- _Problem description_:
Your answer should be the lines of the listing that contain the word "window".

╭─ Records for the task

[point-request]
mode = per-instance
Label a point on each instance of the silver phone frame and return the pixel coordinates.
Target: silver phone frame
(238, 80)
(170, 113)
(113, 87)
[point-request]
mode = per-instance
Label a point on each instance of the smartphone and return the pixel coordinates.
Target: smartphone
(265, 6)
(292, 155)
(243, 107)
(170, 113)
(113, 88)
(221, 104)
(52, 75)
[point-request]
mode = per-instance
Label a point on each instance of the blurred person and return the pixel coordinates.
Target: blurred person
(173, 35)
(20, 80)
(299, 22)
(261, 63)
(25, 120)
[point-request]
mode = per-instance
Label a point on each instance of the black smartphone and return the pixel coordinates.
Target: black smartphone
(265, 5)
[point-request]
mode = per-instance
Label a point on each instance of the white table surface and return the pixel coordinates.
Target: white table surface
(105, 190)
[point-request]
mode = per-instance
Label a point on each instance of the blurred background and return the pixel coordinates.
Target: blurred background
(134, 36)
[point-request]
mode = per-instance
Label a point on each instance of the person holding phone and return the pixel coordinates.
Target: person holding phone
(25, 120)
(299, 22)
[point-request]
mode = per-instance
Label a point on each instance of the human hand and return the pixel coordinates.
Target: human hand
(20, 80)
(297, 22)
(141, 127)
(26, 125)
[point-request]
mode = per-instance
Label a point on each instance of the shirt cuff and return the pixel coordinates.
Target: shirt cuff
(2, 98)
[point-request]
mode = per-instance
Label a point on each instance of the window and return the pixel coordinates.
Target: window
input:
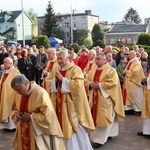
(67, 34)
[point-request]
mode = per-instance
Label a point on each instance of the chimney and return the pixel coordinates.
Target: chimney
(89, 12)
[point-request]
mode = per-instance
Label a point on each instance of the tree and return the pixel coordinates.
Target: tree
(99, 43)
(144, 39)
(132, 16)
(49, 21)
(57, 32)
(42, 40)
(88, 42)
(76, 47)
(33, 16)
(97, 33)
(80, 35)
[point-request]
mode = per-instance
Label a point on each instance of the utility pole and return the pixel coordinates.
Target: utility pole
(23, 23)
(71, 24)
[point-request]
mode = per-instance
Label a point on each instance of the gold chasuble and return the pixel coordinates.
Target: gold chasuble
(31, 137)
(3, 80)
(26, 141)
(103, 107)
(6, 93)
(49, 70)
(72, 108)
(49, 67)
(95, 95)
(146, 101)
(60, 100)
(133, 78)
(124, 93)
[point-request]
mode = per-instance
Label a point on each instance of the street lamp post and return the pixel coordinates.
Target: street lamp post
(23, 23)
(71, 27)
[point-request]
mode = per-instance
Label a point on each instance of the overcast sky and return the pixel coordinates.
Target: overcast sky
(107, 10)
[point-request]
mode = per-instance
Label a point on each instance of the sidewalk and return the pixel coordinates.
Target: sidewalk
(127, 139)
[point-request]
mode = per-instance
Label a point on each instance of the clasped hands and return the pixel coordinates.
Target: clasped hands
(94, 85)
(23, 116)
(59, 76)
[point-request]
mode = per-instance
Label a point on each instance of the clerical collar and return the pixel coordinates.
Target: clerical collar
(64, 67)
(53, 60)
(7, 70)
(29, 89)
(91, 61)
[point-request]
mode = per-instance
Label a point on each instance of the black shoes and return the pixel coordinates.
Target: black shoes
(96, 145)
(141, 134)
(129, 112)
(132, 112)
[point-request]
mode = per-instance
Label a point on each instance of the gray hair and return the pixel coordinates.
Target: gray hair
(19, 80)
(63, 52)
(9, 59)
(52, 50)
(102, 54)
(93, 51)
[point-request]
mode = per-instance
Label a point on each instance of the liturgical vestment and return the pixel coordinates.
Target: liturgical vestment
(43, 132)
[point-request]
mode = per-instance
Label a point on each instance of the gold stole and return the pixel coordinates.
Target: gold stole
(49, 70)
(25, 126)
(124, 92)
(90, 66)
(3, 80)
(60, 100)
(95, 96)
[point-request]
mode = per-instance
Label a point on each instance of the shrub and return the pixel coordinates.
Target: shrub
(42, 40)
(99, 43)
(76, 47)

╰─
╭─ Records for the task

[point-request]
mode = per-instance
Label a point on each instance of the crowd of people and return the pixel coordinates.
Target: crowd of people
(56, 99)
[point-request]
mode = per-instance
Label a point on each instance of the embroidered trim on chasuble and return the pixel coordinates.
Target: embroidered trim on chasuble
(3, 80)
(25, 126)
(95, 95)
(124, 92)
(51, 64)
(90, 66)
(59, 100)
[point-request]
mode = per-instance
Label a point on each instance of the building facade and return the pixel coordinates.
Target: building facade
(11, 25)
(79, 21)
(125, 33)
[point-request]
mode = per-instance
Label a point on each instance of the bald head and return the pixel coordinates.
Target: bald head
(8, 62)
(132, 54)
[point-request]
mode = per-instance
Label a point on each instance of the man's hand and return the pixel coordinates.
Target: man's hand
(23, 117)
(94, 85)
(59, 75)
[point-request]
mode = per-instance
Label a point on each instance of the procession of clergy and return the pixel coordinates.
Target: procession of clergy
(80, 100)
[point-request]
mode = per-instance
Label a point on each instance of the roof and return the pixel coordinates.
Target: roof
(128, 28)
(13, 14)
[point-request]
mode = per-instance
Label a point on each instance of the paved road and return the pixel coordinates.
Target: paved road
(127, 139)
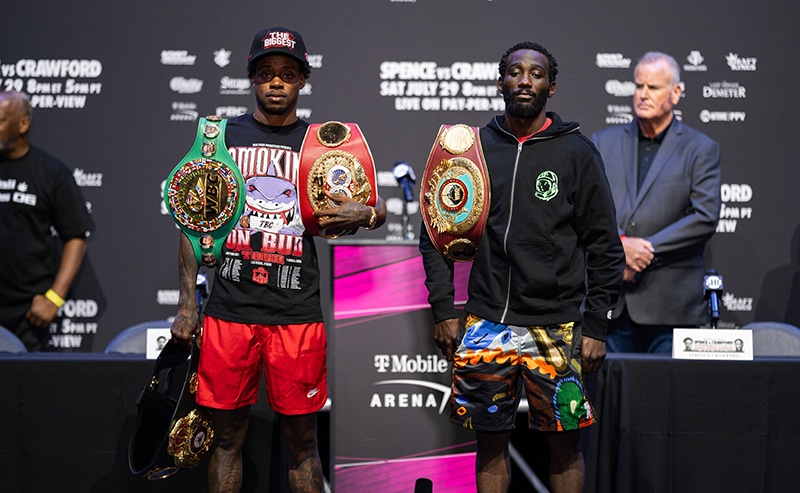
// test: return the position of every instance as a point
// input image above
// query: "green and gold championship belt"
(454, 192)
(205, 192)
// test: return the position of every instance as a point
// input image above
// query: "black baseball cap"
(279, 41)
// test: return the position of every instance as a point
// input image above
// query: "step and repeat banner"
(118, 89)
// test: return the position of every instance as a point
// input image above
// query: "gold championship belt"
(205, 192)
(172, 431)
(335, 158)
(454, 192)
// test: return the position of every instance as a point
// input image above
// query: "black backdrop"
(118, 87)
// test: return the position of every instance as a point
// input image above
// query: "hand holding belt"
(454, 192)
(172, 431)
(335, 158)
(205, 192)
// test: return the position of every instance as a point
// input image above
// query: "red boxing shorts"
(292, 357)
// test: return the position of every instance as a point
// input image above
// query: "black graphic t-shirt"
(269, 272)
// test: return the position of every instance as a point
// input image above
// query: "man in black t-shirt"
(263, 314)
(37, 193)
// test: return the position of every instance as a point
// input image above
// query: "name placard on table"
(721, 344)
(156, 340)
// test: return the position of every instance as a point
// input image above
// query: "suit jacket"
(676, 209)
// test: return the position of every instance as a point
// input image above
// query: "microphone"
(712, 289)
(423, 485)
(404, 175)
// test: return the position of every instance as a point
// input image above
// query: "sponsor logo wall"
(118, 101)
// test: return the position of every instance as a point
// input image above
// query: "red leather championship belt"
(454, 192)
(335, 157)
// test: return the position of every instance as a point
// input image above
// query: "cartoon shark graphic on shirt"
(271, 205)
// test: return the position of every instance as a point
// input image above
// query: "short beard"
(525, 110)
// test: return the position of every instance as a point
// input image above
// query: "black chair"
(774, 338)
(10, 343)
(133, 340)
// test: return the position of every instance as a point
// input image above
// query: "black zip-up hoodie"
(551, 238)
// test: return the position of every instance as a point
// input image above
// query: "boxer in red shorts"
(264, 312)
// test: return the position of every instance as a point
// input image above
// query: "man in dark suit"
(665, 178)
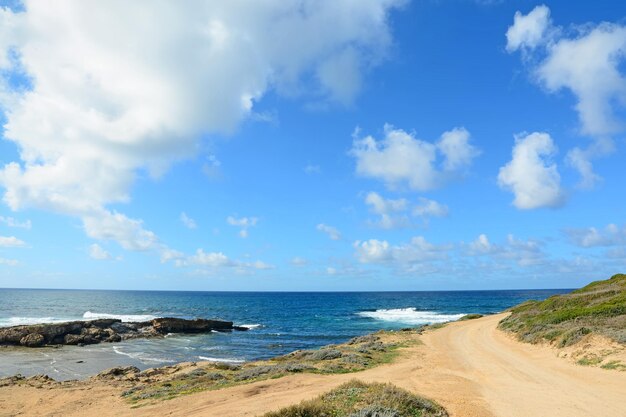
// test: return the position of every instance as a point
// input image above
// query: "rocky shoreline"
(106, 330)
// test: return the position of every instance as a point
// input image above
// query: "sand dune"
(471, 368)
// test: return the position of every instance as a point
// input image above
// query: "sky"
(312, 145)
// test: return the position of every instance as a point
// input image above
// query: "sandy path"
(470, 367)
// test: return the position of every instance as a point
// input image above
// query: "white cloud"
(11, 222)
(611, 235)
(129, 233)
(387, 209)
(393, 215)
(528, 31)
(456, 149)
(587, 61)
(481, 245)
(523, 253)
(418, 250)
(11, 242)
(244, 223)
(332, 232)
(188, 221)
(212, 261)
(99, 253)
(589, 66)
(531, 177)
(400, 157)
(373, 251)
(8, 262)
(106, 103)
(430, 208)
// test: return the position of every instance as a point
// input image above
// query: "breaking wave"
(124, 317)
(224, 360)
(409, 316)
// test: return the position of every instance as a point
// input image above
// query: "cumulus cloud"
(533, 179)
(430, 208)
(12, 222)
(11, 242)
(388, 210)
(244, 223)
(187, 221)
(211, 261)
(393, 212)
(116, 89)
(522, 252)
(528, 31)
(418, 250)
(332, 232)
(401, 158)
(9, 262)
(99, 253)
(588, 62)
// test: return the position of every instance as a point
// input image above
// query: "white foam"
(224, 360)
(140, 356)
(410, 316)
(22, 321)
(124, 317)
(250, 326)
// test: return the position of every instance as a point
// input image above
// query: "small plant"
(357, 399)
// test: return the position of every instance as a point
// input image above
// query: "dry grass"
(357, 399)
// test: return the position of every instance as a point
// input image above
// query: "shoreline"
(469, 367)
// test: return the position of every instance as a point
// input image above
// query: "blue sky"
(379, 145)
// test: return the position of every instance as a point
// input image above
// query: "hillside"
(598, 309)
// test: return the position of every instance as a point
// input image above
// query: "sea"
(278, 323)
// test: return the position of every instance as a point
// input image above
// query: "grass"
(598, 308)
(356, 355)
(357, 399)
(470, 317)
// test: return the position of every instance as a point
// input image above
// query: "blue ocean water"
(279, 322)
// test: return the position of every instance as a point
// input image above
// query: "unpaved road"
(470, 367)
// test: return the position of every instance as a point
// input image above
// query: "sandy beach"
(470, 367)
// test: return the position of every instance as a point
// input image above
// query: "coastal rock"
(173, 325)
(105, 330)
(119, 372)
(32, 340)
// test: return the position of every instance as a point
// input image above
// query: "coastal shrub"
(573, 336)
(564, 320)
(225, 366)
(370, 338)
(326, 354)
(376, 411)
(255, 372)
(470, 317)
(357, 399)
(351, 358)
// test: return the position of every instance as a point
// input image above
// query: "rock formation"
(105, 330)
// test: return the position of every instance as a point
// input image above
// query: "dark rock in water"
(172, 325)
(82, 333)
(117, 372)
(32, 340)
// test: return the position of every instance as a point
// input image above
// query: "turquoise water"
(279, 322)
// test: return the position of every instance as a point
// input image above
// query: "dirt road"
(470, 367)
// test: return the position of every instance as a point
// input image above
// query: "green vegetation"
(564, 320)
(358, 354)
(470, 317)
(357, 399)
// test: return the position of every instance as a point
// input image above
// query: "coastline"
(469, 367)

╰─

- _Solution for this exercise_:
Label a point on each instance of the window and return the pixel coordinates.
Target: window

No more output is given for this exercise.